* **SOURCE MATERIAL**
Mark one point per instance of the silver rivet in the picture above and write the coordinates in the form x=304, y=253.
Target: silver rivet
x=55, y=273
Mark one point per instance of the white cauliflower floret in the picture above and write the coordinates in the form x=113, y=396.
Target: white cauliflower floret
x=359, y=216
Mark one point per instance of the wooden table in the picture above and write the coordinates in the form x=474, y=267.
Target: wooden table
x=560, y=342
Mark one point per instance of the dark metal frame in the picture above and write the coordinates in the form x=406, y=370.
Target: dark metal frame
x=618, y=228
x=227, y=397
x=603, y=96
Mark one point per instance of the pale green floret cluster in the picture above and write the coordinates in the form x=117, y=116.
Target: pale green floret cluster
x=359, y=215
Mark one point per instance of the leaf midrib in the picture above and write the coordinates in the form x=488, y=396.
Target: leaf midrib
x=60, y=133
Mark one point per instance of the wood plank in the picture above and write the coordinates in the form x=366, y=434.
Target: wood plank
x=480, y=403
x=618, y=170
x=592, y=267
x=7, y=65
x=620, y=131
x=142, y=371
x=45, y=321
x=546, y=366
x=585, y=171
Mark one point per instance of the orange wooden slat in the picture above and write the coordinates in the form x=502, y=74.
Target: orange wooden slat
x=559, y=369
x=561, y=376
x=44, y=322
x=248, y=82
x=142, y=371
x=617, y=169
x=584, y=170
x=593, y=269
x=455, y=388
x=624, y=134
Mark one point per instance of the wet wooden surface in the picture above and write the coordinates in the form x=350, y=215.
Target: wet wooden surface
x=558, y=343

* **DIRECTIONS**
Your answer must be the lines from the first line of the entries above through the line that contains "Mark one point per instance of the dark", written out exactly.

* **OUTPUT OF THE EXERCISE**
Mark one point per instance of the silver rivet in the picture above and write the coordinates in the form x=304, y=253.
Target: silver rivet
x=55, y=273
Mark one point per instance of the white cauliflower floret in the picture above and write the coordinates in the form x=113, y=396.
Target: white cauliflower floret
x=359, y=216
Mark one point per instance of the wooden table in the picture above and write the coordinates in the form x=474, y=267.
Target: wooden table
x=560, y=342
Mark one point per instance of the dark metal frame in the picture above and write the coordinates in the form x=406, y=370.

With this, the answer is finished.